*Set of tasks:*
[1] Copy the forum posts about school reopening choices word for word, from "I was really" up to and including "him of something.".
[2] Summarize the forum posts about school reopening choices in two sentences.

I asked mine, but mostly to get a feel for if either was anxious about the idea of going back. I, too, am happy to overrule them! They are excited to go back if it happens (both hybrid but in different buildings), but I anticipate DD to worry a lot as we lead up to it.
I was really struggling to decide, but was leaning towards 100% virtual. I asked my kid (who is 5 and going into K), what he’d prefer and he said definitely online. I’m obviously not letting my 5 year old decide anything, but it made me feel a lot more confident in choosing virtual, and less anxious that I was breaking his heart or depriving him of something.
But now our county is on the governor’s naughty list so everyone is starting 100% virtual.
Post by SusanBAnthony on Aug 5, 2020 6:31:31 GMT -5
Both mine want to go back but understand if cases get bad we will make a different decision.
I would let either of mine do full virtual if they wanted to, but neither does, and we feel at least some in person instruction is the right thing for them so we all agree for now.
I think the school will make the decision for us which is just fine by me. Then I won't have to be the bad guy after already telling the kids no to everything since March. I'm happy to let someone else do it, haha.
Kind of. Our county is fully virtual through the end of January. I was debating homeschooling in lieu of virtual due to his personality/learning style and asked my 6 yo his preference (homeschool/not computer), knowing that if he chose homeschool he’d have to pay attention to and not argue with me as his teacher. He still chose homeschool, so we will see how it goes...
Yes we asked her and yes her opinion counts. She's 7, going into 2nd grade. She also has 2 parents who work FT, so the entire family unit needed to be accounted for.
She wants to go back. She knows she will have to wear a mask all day. She cannot hug/touch/be near anyone.
So we chose the flex option. They're starting virtually anyway.
One of the biggest issues I have with our county's virtual is that you are only guaranteed schooling. Your teacher may/may not be from the county. Your "class" will be students from all over the county. They're not even guaranteeing trying to put kids together from the same school or 2 neighboring schools. So the don't seem any more organized about it at this point.
DD and I talked about the pros/cons together and she chose virtual. Now that more information is coming out though she is regretting that decision and so am I. It will be her sitting on a computer at home all day while her friends and teachers are in a class room. It sounds awful and I am considering letting her switch.
We had to make the decision while cases were sky high and virtual seemed like the only option. Now things are getting much better here and I just don't even know what to do.
Ds is 7 and going into 2nd grade. I did discuss the options with him. He said virtual bc the parts of school he likes are the social parts and I couldn’t say with certainty that he would have those. We did decide virtual for the first semester.
We did not ask. We told E that we were opting him in for 100% virtual, b/c we were fortunate to be able to look after him/his schooling at home (H works 100% from home), before our whole county went 100% virtual to start. H has the green light from his CEO for no travel/no site visits for as long as we need. E was 100% on board w/ virtual (he's 9, has some anxiety concerns), and although he said that he would miss his friends, he expressed that he felt most comfortable with distance learning. He does well with it, so I was confident in my choice.
She is onboard with 100% virtual. She is already talking about next next year when she goes to middle school. She is only bugged about not having sleep over with her friends. I am hoping by her birthday I can find a few other people in her friends group that may have stayed at home and do something for her on that.

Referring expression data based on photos

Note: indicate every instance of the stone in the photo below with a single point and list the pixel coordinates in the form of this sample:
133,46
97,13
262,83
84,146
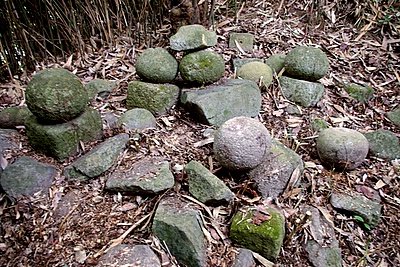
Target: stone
129,255
358,92
14,116
241,143
273,174
56,96
98,160
148,175
216,104
342,148
62,140
202,67
156,65
244,40
306,63
137,119
205,186
358,205
260,229
179,226
192,37
304,93
383,144
156,98
257,72
27,176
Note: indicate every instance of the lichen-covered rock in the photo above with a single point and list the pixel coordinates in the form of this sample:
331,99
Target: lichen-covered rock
241,143
342,148
156,65
306,63
156,98
192,37
257,72
304,93
202,67
260,229
61,140
217,104
56,96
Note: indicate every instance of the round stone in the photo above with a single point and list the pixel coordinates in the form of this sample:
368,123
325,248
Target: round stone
56,96
241,143
342,148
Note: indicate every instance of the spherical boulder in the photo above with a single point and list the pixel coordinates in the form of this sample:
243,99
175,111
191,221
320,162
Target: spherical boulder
241,143
202,67
156,65
56,96
342,148
306,63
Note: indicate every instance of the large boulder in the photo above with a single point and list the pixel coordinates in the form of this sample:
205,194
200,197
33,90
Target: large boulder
156,65
202,67
241,143
217,104
306,63
56,96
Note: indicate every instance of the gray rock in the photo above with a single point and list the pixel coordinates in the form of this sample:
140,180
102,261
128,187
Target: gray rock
156,98
156,65
56,96
62,140
145,176
205,186
192,37
137,119
306,63
273,174
358,205
202,67
342,148
27,176
98,160
304,93
179,226
129,255
241,143
217,104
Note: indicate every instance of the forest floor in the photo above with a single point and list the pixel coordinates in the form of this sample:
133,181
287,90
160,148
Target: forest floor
49,229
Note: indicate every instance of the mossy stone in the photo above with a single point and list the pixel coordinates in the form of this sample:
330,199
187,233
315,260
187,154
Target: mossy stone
56,96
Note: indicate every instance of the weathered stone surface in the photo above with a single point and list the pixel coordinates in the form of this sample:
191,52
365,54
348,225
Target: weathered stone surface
301,92
137,119
359,205
257,72
383,144
156,98
217,104
260,229
56,96
27,176
98,160
202,67
241,143
342,148
156,65
14,116
192,37
178,225
61,140
145,176
273,174
205,186
306,63
129,255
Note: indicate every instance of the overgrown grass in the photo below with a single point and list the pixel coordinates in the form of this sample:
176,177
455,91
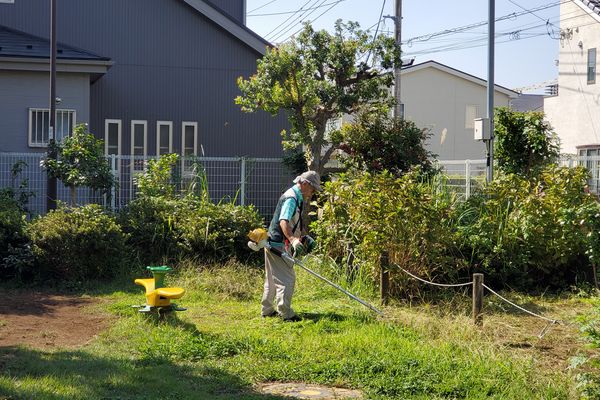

*Task-by-task outputs:*
[1]
I was really struggling to decide, but was leaning towards 100% virtual. I asked my kid (who is 5 and going into K), what he’d prefer and he said definitely online. I’m obviously not letting my 5 year old decide anything, but it made me feel a lot more confident in choosing virtual, and less anxious that I was breaking his heart or depriving him of something.

[2] Parents describe whether they asked their children to choose between in-person, hybrid, and virtual school. Some children preferred virtual and others wanted to go back, while several families found their county starting fully virtual anyway, and one parent now regrets choosing virtual as conditions improve.